** WHAT IS EXPECTED **
Starting at the line that contains "target: <item>overcast sky</item>" and ending at the line that contains "task: trace the outline of every instance of the <item>overcast", write those lines out again with "cloudy sky" substituted for "overcast sky" and nothing else changed.

== DATASET EXCERPTS

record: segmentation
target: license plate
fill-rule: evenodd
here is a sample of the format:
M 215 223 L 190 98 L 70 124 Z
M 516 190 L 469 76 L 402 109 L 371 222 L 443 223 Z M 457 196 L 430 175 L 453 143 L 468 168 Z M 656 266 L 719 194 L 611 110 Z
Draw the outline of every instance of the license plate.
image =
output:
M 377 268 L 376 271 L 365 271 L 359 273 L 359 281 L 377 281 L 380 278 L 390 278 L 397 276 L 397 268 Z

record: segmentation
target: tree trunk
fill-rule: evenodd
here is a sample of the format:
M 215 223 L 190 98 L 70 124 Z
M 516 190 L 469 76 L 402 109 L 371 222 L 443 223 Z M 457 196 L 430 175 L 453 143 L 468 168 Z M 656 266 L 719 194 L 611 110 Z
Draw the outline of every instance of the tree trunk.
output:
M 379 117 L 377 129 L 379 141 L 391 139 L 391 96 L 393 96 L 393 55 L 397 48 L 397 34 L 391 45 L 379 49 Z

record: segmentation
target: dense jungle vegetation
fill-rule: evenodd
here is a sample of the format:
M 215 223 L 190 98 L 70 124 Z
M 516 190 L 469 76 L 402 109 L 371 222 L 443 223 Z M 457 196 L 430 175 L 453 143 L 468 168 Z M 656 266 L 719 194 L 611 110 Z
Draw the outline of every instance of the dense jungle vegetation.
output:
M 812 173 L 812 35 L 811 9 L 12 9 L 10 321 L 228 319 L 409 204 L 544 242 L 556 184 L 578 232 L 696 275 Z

====
== DATASET EXCERPTS

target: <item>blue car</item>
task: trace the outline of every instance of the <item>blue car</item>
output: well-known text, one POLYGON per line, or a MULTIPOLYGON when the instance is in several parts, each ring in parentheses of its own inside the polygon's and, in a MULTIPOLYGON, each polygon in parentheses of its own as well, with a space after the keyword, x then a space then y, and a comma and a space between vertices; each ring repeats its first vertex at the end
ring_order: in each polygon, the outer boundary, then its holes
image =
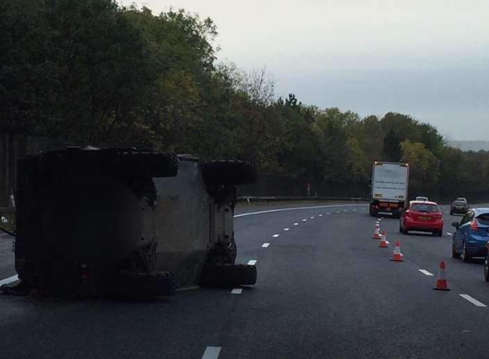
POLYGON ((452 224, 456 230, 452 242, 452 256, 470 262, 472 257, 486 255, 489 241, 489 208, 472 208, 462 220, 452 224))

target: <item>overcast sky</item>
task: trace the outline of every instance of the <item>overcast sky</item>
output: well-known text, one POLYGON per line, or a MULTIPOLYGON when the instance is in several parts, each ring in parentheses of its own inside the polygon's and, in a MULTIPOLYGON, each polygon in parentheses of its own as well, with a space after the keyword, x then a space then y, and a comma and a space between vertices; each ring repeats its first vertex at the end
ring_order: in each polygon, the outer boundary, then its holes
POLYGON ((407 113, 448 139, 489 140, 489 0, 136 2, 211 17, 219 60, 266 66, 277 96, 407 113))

====

** RESPONSE TO THIS EXERCISE **
target: <item>cloudy sky</item>
task: trace the outline of every instance of the <item>cloudy sky</item>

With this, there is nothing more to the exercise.